*Task statement*
Rescale the items below, from their start up to and including the line with "x=370 y=461". Reproduce every line in that span, requests included, and multiply each answer coordinate by 2.25, rounding to the nearest whole number with halves rounded up.

══════

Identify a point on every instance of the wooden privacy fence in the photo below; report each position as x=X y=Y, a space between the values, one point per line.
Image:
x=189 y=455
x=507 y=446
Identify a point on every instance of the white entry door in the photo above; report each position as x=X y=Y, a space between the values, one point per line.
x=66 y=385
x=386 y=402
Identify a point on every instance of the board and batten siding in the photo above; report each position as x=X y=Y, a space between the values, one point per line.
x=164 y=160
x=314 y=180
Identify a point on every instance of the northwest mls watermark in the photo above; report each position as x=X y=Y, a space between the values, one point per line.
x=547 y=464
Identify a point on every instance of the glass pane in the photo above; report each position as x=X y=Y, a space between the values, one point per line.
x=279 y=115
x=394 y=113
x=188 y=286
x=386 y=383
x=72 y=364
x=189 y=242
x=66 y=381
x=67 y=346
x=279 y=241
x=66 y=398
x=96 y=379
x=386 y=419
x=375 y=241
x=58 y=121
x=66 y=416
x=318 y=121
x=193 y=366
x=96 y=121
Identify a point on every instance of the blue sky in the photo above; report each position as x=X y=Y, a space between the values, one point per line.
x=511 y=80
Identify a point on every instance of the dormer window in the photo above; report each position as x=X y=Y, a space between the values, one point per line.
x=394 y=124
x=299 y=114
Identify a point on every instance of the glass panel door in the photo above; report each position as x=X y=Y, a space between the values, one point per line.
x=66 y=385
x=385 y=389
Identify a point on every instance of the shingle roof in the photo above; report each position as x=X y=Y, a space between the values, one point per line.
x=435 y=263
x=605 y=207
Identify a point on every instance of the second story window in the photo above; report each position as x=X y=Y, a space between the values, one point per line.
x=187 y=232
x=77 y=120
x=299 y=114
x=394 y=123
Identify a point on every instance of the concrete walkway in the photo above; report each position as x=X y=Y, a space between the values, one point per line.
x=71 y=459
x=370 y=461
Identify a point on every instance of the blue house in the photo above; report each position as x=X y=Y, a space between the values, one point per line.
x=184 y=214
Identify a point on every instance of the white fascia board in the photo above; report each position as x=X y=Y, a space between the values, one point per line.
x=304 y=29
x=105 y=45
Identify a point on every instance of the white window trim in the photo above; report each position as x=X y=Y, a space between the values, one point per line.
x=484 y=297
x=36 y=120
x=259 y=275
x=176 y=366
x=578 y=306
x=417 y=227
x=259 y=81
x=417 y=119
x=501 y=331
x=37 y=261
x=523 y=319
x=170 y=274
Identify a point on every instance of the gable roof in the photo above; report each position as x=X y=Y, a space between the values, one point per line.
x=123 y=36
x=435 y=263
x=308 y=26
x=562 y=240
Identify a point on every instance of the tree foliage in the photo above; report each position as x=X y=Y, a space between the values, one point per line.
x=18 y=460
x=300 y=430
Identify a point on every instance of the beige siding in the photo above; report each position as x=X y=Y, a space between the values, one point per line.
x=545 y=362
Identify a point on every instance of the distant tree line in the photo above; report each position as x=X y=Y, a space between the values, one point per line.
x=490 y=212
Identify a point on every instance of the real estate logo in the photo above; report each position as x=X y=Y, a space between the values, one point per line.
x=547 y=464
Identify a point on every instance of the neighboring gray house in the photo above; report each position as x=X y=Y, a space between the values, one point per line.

══════

*Response for this exercise*
Identify a point on every instance of the wooden privacy fence in the photo below; report each position as x=X y=Y, a space between the values, one point per line.
Image:
x=425 y=1024
x=1141 y=1004
Identify a point on every instance of the white entry door in the photo above; report each position as x=X y=Y, a space between the values, one point per line.
x=149 y=866
x=869 y=905
Identify a point on every instance of the board and batten siding in the photo above; report each position as x=X y=Y, a space between the values, one point per line.
x=369 y=360
x=707 y=405
Identify a point on every instance of the northwest mls watermark in the photo above; report each position as x=X y=Y, a space between the values, one point per line.
x=1231 y=1044
Identify a point on every instance of the glass pane in the photo above; report each position as x=X y=Y, a space between the values, one point per line.
x=628 y=259
x=887 y=254
x=423 y=644
x=869 y=862
x=162 y=819
x=425 y=545
x=149 y=857
x=151 y=779
x=628 y=542
x=149 y=896
x=216 y=853
x=869 y=943
x=844 y=542
x=131 y=272
x=149 y=936
x=716 y=272
x=434 y=824
x=216 y=272
Identify a point on every instance of the blue sky in the photo above; report each position as x=X y=Y, a space between the values, one point per line.
x=1150 y=180
Identify a point on every instance of the dormer window in the photo above; report each position as x=X y=Y, a space between the values, one point per line.
x=887 y=279
x=673 y=257
Identify a point on every instance of the glass panel door in the photo above; report each position as x=X y=Y, a space between the values, one point per line.
x=149 y=866
x=866 y=875
Identify a point on every instance of the shingle roof in the photo above; report each position as x=X y=Y, a space between the values, one point per line.
x=979 y=592
x=1361 y=466
Identify a point on every instance of the second story window in the photo above; report each position as x=X y=Y, a space between the values, one point per line.
x=421 y=522
x=173 y=270
x=673 y=257
x=887 y=277
Identify a point on every instance of the concrete walkway in the photo above; report each position as x=X y=Y, a space between the values, one point per line.
x=160 y=1033
x=833 y=1037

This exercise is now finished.